Supplied text:
Hello, Flyte Team! I have a question about flyte ...
# flyte-support
g
Hello, Flyte Team! I have a question about flyte retry policy. I have checked flyte re-run failed task in the same workflow. But tasks re-return in a long term, for example, the failed task run after a day. some succeeded task is also same. running again after a day or more than 10 hours. Does anyone know why flyte task run with a long term interval?
this is the one succeeded task run several times after first task finished
I have also one more question flyte launchplans are not archived automatically after I archived flyte project? I have checked launchplans in the archived projects are still running and they make error in flyte-scheduler. would anyone check this issue?
t
I don't understand. Why is a successful task being retried again? Also retries interval shouldn't be that large. cc @thankful-minister-83577
I have checked launchplans in the archived projects are still running and they make error in flyte-scheduler.
What kind of error are you seeing?
g
my team is doubting scheduler error. flyte-scheduler was restarted many times before. we have seen logs in flyte-scheduler pod that the scheduler find launchplans in achived flyte project (i.e. flytesnacks, flytetesters, flyteexamples) I thought launchplans become archived automatically if flyte project became archived but it is not built in the source codes ;( (I have checked this issue is "TODO") After we archived all activated launchplans in the archived project, flyte-scheduler stopped to restart. we are expecting not to run succeeded task again, but we also have no idea why it runs.
t
@thankful-minister-83577 @high-accountant-32689, two issues here. 1. Archiving a project is not archiving activated launchplans present in the project. 2. A successful task is being retried.
b
maybe we found multiple execute case. 1. archive a project but scheduled launchplan is active state. 2. flyte scheduler restarts for some reason 3. flyte scheduler read snapshot and start catchup all scheduled launchplan. 4. some launchplan is part of an archived project, so project is not active errors continue to occur. 5. flyte scheduler shutdown because of the continuous error. (failed to catch up on all the schedules. Aborting) 6. And snapshot is not created. 7. repeat 2~6 step
a
Hi @gifted-house-14547/@brief-oil-51532 Wondering if this is still a problem you're facing?
g
This error does not appear now after we fixed up flyte scheduler error
a
Cool, thanks for confirming Any hint on how you ended up fixing it?
g
flyte scheduler tried to run launchplans in archived projects, but the schduler cannot find those launchplans. Thus, it continuously restarted, which results in retrials of tasks whether they succeeded or not.
It seems very critical bug because my team load tick data (basically stock data), the scheduler makes duplicated load of the data.
a
do you happen to have logs for the
flytescheduler
pod?
g
yeah, sure. I made trouble shooting docs. hang on a second.
thx 1
Here is the sample logs and the scheduler pod status.
Copy code
{
  "json": {
    "src": "executor_impl.go:121"
  },
  "level": "error",
  "msg": "failed to create execution create request %+v due to %v after all retriesproject:\"test\" domain:\"development\" name:\"fb441d3aa00fd1773000\" spec:<launch_plan:<resource_type:LAUNCH_PLAN project:\"test\" domain:\"development\" name:\"sunday_launch_plan\" version:\"174a603\" > metadata:<mode:SCHEDULED scheduled_at:<seconds:1665273600 > > > inputs:<>  rpc error: code = InvalidArgument desc = project [test] is not active",
  "ts": "2023-01-16T07:51:15Z"

The tasks:
1. Reproduce the Flyte forum thread word for word, from "It seems very" up to and including "on a second.".
2. Count the lines of the records that contain the string "beige", and reply with the number alone.
The Flyte forum thread and the records are unrelated materials.

Rows taken from a pointing dataset:
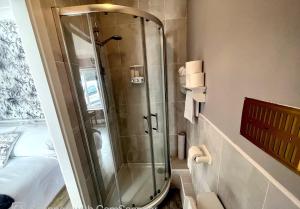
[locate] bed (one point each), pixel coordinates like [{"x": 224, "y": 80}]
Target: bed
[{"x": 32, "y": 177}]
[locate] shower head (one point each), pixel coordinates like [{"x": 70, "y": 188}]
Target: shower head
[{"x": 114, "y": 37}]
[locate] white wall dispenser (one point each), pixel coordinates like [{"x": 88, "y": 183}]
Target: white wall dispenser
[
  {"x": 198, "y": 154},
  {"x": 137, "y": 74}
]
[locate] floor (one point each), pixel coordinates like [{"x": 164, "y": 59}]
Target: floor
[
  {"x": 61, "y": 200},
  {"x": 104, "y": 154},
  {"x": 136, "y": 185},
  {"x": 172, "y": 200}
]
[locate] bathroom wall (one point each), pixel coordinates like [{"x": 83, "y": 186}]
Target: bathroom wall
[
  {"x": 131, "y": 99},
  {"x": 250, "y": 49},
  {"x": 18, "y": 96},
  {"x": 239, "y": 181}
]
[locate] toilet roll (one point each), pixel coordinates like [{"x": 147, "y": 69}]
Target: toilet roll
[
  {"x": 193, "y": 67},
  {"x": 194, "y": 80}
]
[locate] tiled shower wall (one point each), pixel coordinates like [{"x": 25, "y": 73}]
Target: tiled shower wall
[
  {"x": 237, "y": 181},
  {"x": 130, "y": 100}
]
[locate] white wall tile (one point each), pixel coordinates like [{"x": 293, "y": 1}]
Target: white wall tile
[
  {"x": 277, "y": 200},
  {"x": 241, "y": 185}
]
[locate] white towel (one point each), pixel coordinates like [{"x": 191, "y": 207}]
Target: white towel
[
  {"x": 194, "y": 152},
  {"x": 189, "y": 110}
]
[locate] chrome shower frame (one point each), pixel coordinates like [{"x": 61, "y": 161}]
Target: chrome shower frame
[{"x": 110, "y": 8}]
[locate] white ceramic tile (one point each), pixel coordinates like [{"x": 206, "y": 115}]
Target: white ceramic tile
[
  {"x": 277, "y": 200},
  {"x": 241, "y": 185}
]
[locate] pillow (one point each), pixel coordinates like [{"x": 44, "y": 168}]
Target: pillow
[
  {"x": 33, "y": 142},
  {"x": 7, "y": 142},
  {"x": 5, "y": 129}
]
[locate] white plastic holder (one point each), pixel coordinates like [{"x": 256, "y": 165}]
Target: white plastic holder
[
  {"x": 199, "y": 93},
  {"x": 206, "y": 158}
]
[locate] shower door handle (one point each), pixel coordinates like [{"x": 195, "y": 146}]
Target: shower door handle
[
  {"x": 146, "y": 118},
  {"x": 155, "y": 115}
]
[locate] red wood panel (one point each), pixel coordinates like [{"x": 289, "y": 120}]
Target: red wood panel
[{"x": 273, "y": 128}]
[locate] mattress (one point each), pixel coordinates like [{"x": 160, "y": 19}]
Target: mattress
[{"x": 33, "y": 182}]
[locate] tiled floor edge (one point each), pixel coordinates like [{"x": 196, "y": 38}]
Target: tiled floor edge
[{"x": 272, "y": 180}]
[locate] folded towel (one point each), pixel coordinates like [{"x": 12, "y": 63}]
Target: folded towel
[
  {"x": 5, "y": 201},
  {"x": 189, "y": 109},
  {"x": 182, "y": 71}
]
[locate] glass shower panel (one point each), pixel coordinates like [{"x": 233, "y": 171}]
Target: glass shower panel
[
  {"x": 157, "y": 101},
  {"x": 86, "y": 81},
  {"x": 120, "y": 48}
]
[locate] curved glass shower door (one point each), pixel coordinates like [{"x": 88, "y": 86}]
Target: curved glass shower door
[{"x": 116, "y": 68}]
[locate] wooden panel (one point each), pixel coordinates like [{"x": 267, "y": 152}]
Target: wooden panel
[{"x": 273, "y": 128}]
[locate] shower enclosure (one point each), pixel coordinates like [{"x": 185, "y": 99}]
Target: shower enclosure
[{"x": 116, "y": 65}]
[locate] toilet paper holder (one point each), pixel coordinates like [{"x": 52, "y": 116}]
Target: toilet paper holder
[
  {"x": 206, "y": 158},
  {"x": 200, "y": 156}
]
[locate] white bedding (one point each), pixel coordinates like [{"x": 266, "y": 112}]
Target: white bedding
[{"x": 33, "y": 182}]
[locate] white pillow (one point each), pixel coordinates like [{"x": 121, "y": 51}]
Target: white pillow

--

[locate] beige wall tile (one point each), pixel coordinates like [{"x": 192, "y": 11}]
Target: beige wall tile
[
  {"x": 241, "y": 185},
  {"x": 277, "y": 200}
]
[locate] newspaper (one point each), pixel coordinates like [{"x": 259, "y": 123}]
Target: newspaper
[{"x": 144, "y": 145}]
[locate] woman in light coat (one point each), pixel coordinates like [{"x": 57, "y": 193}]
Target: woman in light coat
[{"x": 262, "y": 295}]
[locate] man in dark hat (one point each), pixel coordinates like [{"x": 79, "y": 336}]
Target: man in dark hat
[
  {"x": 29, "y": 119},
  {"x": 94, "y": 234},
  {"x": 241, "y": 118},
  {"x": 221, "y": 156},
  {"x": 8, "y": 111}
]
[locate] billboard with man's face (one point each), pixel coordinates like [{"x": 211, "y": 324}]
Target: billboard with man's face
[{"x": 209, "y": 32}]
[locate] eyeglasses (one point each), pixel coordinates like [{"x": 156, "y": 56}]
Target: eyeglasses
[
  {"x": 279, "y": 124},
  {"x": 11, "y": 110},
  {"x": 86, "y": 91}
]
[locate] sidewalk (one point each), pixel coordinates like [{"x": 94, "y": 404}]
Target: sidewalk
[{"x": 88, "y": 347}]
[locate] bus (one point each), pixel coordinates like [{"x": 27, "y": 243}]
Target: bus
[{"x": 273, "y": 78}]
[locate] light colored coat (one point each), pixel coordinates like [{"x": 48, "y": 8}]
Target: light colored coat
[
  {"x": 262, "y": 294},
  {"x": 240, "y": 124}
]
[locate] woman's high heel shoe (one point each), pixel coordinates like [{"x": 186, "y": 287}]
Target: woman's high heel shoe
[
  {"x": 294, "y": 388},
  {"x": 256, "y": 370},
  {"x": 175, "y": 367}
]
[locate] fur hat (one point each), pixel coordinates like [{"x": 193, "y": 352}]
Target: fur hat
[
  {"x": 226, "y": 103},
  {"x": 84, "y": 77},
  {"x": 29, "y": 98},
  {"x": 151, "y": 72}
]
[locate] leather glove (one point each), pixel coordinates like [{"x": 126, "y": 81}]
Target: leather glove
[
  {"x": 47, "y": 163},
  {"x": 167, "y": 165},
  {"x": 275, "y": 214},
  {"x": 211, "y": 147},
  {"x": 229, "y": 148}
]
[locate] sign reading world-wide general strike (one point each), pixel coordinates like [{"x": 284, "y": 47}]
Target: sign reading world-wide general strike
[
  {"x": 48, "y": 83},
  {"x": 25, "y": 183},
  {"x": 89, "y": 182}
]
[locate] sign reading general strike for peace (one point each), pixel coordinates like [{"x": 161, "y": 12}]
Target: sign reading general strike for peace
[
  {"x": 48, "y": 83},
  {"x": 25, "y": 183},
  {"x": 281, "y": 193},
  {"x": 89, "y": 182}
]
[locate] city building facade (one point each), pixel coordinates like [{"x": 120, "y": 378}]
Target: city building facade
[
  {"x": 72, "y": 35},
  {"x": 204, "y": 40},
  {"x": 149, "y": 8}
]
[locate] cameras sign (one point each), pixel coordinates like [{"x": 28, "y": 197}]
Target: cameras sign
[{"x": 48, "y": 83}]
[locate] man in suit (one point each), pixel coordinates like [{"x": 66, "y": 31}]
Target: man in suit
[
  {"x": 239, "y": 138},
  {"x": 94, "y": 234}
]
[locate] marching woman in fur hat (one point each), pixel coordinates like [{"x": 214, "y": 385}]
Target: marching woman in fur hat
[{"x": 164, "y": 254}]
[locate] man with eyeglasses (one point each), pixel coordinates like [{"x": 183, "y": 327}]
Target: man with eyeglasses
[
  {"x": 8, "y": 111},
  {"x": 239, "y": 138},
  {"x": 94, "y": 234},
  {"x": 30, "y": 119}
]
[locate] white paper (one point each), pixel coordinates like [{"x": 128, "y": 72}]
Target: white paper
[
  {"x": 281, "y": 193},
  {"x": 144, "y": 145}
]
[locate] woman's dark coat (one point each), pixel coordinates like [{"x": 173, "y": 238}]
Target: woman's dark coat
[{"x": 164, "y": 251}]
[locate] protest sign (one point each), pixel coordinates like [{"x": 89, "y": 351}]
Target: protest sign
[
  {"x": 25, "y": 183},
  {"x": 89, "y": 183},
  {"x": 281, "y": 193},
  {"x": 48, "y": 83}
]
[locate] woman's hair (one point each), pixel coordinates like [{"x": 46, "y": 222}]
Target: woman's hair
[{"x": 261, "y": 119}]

* * *

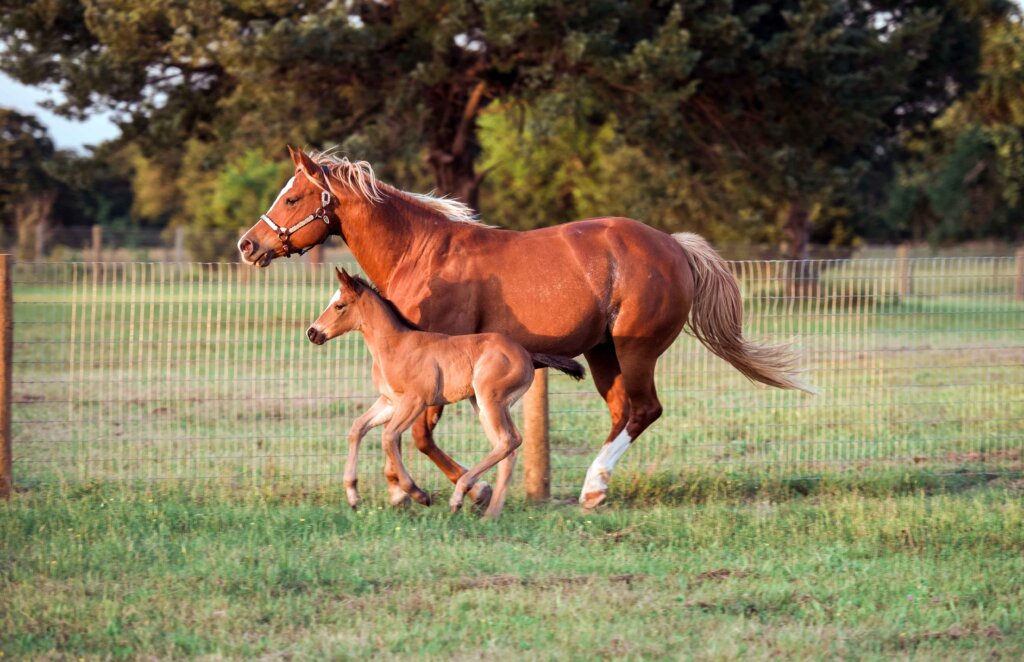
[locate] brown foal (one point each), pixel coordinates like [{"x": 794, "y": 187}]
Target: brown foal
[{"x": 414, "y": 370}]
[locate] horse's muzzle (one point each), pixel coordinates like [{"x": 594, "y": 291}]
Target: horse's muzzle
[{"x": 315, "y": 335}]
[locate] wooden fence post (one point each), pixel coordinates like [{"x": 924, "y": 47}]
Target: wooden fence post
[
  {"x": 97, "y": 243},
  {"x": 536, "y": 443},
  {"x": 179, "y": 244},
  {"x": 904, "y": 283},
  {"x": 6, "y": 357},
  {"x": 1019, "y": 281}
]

Expected results:
1.
It seems very critical bug because my team load tick data (basically stock data), the scheduler makes duplicated load of the data.
a
do you happen to have logs for the
flytescheduler
pod?
g
yeah, sure. I made trouble shooting docs. hang on a second.

2. 2